Signing the letter were: Bishop Michael C. Barber of Oakland,
Calif., chairman of the USCCB Committee on Catholic Education; Archbishop Paul
S. Coakley of Oklahoma City, chairman of the USCCB Committee on Domestic
Justice and Human Development; Cardinal Timothy M. Dolan of New York, chairman
of the USCCB Committee for Religious Liberty; Bishop David A. Konderla of
Tulsa, Okla., chairman of the USCCB Subcommittee for the Promotion and Defense
of Marriage; and Archbishop Joseph F. Naumann of Kansas City, Kan., chairman of
the USCCB Committee on Pro-Life Activities.
“It is one thing to be understanding of human weakness and
the complexities of life, and another to accept ideologies that attempt to
sunder what are inseparable aspects of reality,” the bishops said, further
quoting Pope Francis.

» **Raw records**:
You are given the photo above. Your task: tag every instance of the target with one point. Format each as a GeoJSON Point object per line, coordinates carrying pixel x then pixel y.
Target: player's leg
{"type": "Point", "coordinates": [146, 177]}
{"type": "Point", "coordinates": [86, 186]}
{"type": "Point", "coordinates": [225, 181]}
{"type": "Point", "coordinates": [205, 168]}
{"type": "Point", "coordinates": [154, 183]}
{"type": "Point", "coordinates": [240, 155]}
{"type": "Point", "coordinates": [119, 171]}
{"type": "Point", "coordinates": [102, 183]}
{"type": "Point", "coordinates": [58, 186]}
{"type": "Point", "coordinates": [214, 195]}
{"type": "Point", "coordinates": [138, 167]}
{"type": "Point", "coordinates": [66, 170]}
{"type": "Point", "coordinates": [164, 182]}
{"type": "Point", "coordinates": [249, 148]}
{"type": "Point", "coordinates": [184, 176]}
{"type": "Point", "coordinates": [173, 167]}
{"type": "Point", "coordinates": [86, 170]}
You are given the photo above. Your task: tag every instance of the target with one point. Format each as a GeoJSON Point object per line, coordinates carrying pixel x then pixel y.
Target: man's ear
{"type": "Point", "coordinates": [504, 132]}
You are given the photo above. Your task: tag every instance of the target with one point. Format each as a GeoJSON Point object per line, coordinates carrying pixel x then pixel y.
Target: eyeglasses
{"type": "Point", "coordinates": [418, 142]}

» **Exercise directions**:
List every person the bishops' letter excerpt names as a signer of the letter, with the city given for each. The lines are separate material, unconnected to the text above them.

» **Finished exercise**:
- Bishop Michael C. Barber (Oakland, Calif.)
- Archbishop Paul S. Coakley (Oklahoma City)
- Cardinal Timothy M. Dolan (New York)
- Bishop David A. Konderla (Tulsa, Okla.)
- Archbishop Joseph F. Naumann (Kansas City, Kan.)